• Activity:
What you write should be the line containing "We need the location of the white fascia" followed by every line after it to the end of the listing, exactly as given, and nothing more.

• Excerpted data:

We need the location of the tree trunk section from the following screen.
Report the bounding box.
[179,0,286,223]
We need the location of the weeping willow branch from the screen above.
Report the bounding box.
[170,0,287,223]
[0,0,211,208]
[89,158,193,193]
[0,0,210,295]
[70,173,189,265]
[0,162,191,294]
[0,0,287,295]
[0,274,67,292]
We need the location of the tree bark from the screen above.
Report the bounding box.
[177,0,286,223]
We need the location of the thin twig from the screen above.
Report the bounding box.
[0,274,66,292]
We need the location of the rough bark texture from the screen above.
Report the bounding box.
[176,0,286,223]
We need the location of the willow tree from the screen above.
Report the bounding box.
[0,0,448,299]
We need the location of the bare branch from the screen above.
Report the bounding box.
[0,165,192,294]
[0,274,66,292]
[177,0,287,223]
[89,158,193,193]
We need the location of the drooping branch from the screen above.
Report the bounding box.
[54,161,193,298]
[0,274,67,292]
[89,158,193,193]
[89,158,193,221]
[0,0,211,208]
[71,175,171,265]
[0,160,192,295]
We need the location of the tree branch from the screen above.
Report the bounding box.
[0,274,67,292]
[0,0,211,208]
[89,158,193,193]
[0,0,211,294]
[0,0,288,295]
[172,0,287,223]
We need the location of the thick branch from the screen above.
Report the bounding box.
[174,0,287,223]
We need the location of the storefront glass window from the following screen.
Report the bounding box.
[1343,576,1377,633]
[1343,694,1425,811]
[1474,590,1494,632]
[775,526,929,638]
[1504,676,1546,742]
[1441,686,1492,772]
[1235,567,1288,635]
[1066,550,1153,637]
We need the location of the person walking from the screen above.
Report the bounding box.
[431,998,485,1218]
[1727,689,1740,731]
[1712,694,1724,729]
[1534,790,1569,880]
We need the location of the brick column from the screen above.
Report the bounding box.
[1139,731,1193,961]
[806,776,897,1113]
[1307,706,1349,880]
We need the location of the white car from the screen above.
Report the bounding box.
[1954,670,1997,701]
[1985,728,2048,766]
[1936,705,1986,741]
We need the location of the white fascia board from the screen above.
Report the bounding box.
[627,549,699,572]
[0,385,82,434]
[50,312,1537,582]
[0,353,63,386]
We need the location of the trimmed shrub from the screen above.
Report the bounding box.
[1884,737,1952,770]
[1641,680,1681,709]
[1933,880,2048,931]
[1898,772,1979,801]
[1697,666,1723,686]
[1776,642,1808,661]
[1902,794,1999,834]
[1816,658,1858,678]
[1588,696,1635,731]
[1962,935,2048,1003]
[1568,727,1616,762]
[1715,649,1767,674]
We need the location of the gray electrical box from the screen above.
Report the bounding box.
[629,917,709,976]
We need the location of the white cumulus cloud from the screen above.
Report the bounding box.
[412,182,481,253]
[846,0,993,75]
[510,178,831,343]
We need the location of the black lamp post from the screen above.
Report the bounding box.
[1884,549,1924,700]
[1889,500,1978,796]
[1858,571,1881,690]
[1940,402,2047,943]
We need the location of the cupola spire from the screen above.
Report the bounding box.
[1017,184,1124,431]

• Solution:
We need the location of the white fascia board from the screen above.
Report the bounding box.
[627,549,699,572]
[0,385,82,434]
[50,312,1537,582]
[0,353,63,386]
We need the location of the trimmed shrub from the screen above.
Report the bounding box.
[1884,737,1952,770]
[1641,680,1681,709]
[1933,880,2048,931]
[1898,772,1979,801]
[1697,666,1723,686]
[1776,642,1808,661]
[1902,794,1999,834]
[1816,658,1858,678]
[1588,696,1635,731]
[1962,935,2048,1003]
[1568,727,1616,762]
[1715,649,1767,674]
We need the location of the gray electrical box from the screen above.
Report the bounding box.
[629,917,709,976]
We need the location of the white cumulus cloud from the screen above.
Report the bounding box.
[412,182,481,253]
[846,0,993,75]
[510,178,831,343]
We need the location of the black lamp post from the screen above.
Report the bounding box.
[1884,549,1924,700]
[1889,500,1978,796]
[1858,571,1881,690]
[1940,402,2047,943]
We need the location of the cupola spire from the screen above.
Report the bounding box.
[1017,184,1124,431]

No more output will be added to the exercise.